● What you should do
Could you print the full listing again, exactly as written?

● Study material

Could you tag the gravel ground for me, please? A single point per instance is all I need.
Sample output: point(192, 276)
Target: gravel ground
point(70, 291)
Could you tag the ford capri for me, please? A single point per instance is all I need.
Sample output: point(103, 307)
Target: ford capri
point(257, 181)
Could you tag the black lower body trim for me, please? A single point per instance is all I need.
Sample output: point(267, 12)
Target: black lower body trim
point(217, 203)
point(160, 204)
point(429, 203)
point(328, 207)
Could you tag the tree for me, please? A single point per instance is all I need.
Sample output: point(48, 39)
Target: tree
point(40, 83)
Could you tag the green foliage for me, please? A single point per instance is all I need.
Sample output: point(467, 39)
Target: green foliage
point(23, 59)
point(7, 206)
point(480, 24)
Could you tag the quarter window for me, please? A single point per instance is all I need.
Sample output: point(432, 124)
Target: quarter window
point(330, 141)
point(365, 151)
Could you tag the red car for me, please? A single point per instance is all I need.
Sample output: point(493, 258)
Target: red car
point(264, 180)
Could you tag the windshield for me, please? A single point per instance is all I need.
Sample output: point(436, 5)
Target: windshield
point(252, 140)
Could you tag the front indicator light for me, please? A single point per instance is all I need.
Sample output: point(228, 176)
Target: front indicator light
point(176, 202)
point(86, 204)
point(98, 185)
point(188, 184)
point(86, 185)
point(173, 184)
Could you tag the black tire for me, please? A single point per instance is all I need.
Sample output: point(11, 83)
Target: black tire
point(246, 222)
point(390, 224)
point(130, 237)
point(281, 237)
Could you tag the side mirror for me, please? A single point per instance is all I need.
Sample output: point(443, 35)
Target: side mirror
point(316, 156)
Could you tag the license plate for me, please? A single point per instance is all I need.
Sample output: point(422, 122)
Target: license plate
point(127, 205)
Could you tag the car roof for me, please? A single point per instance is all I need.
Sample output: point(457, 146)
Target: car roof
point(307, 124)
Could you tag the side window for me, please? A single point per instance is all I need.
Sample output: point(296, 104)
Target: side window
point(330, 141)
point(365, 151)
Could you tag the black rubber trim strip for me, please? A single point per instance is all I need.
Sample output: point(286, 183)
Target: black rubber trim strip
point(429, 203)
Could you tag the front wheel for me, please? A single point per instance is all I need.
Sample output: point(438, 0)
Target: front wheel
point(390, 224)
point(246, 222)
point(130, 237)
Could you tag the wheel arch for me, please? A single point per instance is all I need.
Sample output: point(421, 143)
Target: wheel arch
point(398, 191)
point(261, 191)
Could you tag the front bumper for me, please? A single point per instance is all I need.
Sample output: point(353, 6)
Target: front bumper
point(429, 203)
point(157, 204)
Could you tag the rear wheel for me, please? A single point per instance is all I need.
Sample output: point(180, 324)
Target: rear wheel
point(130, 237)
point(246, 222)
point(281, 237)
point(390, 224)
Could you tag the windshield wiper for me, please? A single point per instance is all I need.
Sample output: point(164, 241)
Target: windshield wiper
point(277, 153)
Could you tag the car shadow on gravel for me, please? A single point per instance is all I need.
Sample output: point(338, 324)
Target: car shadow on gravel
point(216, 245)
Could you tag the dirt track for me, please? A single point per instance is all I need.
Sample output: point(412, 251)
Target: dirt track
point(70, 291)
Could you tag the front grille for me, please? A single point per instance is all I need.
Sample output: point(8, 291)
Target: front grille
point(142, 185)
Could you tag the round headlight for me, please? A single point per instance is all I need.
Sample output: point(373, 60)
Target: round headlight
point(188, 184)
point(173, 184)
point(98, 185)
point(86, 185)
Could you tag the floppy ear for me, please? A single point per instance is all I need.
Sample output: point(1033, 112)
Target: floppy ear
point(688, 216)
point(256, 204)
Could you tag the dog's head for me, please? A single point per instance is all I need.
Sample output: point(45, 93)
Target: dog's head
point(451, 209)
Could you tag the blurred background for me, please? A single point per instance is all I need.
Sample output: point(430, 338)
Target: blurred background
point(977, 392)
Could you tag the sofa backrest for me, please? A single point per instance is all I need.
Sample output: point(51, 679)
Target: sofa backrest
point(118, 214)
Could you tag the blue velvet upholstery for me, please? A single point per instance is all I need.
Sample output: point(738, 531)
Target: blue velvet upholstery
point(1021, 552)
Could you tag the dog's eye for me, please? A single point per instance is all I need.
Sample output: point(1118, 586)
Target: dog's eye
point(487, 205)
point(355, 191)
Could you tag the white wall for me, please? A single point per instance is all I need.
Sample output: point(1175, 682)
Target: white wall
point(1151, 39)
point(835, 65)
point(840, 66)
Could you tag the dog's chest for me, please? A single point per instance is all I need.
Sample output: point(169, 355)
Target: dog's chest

● Response to this exercise
Could you tag the gravel ground for me, please? A single point per instance is all I need.
Sample output: point(192, 276)
Target: gravel ground
point(70, 291)
Could you tag the ford capri for me, please? A single point per instance is all I need.
Sample output: point(103, 307)
Target: ford capri
point(257, 181)
Could you tag the black lower body trim for me, please? A single point per instance is all I need.
Sample output: point(267, 12)
Target: black lower body trim
point(217, 203)
point(160, 204)
point(429, 203)
point(328, 207)
Could you tag the tree for me, please? A single point per instance is all I need.
Sample output: point(48, 39)
Target: tree
point(40, 83)
Could you tag the green foliage for me, please? A single point per instance is all I need.
Sample output: point(467, 39)
Target: green foliage
point(23, 59)
point(7, 206)
point(480, 24)
Could you tag the quarter window for me, please? A single point per instance is all I need.
Sample output: point(432, 124)
Target: quarter window
point(330, 141)
point(365, 151)
Could you tag the red car for me, please? A single point per instance is all I need.
Sample output: point(493, 258)
Target: red car
point(264, 180)
Could you tag the windshield for me, please? A single point per instance is all I need.
Sample output: point(436, 5)
Target: windshield
point(252, 140)
Could you tag the front indicator light for me, please? A single point per instance is all I need.
Sample output: point(228, 176)
Target: front indicator light
point(176, 202)
point(86, 204)
point(98, 185)
point(188, 184)
point(86, 185)
point(173, 184)
Could you tag the black tire for me, please? A single point per instance is all I need.
Sample output: point(11, 83)
Target: black tire
point(246, 222)
point(390, 224)
point(130, 237)
point(281, 237)
Could you tag the side mirror for me, please? A single point per instance is all I need.
Sample output: point(443, 35)
Target: side mirror
point(316, 156)
Could you tag the license plate for me, please? A single point per instance is all I need.
Sample output: point(422, 122)
Target: license plate
point(127, 205)
Could you tag the car roof for me, please? A single point per instance is all I need.
Sample output: point(457, 146)
Target: car roof
point(307, 124)
Could you tag the side window for me, please? A single point per instance is all I need.
Sample output: point(296, 104)
Target: side window
point(330, 141)
point(365, 151)
Could you tag the black rubber trim strip for me, please? A single point per instance is all I need.
Sample output: point(286, 183)
Target: black rubber trim strip
point(429, 203)
Could you tag the front wheel for me, please? A single point per instance is all I need.
Sample output: point(438, 0)
Target: front wheel
point(390, 224)
point(246, 222)
point(130, 237)
Could you tag the wheel arch for me, please? A single point per instance is all I need.
Sample output: point(421, 143)
Target: wheel arch
point(398, 191)
point(261, 191)
Could you tag the front bumper for me, please? A single point per instance is all I need.
Sample output: point(353, 6)
Target: front bumper
point(429, 203)
point(157, 204)
Could you tag the rear wheel for me, please? A single point per instance is all I need.
Sample output: point(180, 324)
Target: rear wheel
point(130, 237)
point(246, 222)
point(281, 237)
point(390, 224)
Could you tag the windshield wiper for me, please? A single point per instance is all I need.
Sample output: point(164, 241)
Target: windshield wiper
point(277, 153)
Could you tag the car shadow on gravel for me, please? A single point per instance is all I need.
Sample output: point(338, 324)
Target: car shadow on gravel
point(216, 245)
Could you tag the dirt track for me, please? A single point per instance is all I need.
Sample output: point(412, 251)
Target: dirt track
point(70, 291)
Could you tag the front grille for me, please? A single point per instance is all I need.
Sample output: point(8, 291)
Target: front grille
point(142, 185)
Could you tag the round headlight for me, please? A single point per instance is all I need.
Sample output: point(373, 60)
Target: round headlight
point(188, 184)
point(173, 184)
point(98, 185)
point(86, 185)
Could you tag the floppy ear for me, please? A single point per instance is all I need.
Sample output: point(1033, 112)
Target: floppy ear
point(688, 216)
point(256, 204)
Could you tag the dog's head for me, please? A single point per instance is all I need.
Sample output: point(45, 93)
Target: dog's head
point(451, 209)
Could you tag the blurred background for me, please? A single point per instance is all I need.
Sample output: point(430, 338)
Target: blurred background
point(977, 392)
Could you tag the sofa backrest for me, please? A single point per instance is all I need.
Sample output: point(51, 679)
Target: sofa backrest
point(118, 214)
Could you tag the blue velvet upholstery for me, please? A single point per instance is all I need.
Sample output: point(738, 531)
Target: blue velvet upholstery
point(1021, 552)
Could you tag the dog's eye for me, please? A single point per instance is all I need.
Sample output: point(1118, 586)
Target: dog's eye
point(487, 205)
point(355, 191)
Could you tag the white wall for me, please? A single point per instance is all I need.
Sample output: point(1175, 682)
Target: white wall
point(1151, 39)
point(835, 65)
point(840, 66)
Could you tag the dog's chest for me, please? A single point per instance is all I need.
Sample output: point(169, 355)
Target: dog's chest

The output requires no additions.